To do: Copy out the data in full, keeping each line exactly as it reads.

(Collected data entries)
________________

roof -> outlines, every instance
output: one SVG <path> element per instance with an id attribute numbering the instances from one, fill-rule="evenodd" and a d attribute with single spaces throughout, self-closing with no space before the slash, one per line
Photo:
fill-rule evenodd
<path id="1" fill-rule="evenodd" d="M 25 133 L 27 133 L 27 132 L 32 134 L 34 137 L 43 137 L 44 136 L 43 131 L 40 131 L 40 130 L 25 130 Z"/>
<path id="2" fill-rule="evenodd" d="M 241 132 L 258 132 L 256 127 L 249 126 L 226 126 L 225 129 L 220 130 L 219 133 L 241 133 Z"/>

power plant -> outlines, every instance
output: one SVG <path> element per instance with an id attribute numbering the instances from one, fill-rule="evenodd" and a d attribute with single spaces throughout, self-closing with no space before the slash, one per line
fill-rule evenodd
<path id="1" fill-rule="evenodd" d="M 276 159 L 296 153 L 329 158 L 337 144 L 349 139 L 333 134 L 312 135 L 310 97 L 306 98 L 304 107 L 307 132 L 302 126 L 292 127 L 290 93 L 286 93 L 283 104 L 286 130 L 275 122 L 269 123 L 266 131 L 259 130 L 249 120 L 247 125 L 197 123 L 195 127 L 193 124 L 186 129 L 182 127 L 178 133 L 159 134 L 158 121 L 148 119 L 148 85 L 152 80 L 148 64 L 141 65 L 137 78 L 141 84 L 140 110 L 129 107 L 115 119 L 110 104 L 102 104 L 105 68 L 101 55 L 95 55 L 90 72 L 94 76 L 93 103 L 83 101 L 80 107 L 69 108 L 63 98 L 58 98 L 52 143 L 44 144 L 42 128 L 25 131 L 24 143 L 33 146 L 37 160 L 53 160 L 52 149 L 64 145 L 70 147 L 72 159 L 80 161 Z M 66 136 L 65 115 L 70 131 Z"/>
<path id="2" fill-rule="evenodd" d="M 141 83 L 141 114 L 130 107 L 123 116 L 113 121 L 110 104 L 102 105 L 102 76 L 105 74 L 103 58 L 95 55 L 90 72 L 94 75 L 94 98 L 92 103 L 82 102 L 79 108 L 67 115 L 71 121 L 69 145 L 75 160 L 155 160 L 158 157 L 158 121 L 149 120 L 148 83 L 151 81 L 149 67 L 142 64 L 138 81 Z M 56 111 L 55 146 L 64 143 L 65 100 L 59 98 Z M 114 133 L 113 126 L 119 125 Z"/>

________________

Response:
roof -> outlines, every instance
output: one SVG <path> element per instance with an id attribute numbering the instances from one, fill-rule="evenodd" and a d attribute with single spaces throughout, self-closing with no space before the slash, one per line
Photo:
fill-rule evenodd
<path id="1" fill-rule="evenodd" d="M 25 133 L 27 133 L 27 132 L 32 134 L 34 137 L 43 137 L 44 136 L 43 131 L 40 131 L 40 130 L 25 130 Z"/>
<path id="2" fill-rule="evenodd" d="M 241 132 L 258 132 L 256 127 L 249 126 L 226 126 L 225 129 L 220 130 L 219 133 L 241 133 Z"/>

power plant -> outlines, every instance
output: one SVG <path> element per instance with an id attribute numbering the instances from one, fill-rule="evenodd" and a d attribute with single spaces throughout, self-closing with no space before the slash, one per line
fill-rule evenodd
<path id="1" fill-rule="evenodd" d="M 276 159 L 296 153 L 329 158 L 337 144 L 349 139 L 333 134 L 312 135 L 310 97 L 306 98 L 304 107 L 307 132 L 302 126 L 292 127 L 290 93 L 286 93 L 283 104 L 286 130 L 275 122 L 269 123 L 266 131 L 259 130 L 249 120 L 247 125 L 197 123 L 195 127 L 193 124 L 186 129 L 182 127 L 178 133 L 159 134 L 158 121 L 148 119 L 148 85 L 152 80 L 148 64 L 141 65 L 137 78 L 141 84 L 140 110 L 129 107 L 115 119 L 110 104 L 102 104 L 105 68 L 101 55 L 95 55 L 90 72 L 94 76 L 93 103 L 83 101 L 80 107 L 69 108 L 63 98 L 58 98 L 52 143 L 44 144 L 42 128 L 25 131 L 24 143 L 33 146 L 37 160 L 53 160 L 52 149 L 64 145 L 70 147 L 72 159 L 80 161 Z M 66 136 L 65 115 L 70 131 Z"/>
<path id="2" fill-rule="evenodd" d="M 141 83 L 141 114 L 130 107 L 123 116 L 113 121 L 110 104 L 102 105 L 102 76 L 105 74 L 103 58 L 95 55 L 90 72 L 94 75 L 94 98 L 92 103 L 82 102 L 79 108 L 67 115 L 71 121 L 69 145 L 75 160 L 155 160 L 158 157 L 158 121 L 149 120 L 148 83 L 151 81 L 149 67 L 142 64 L 138 81 Z M 56 111 L 55 146 L 64 143 L 65 100 L 59 98 Z M 114 133 L 113 126 L 119 125 Z"/>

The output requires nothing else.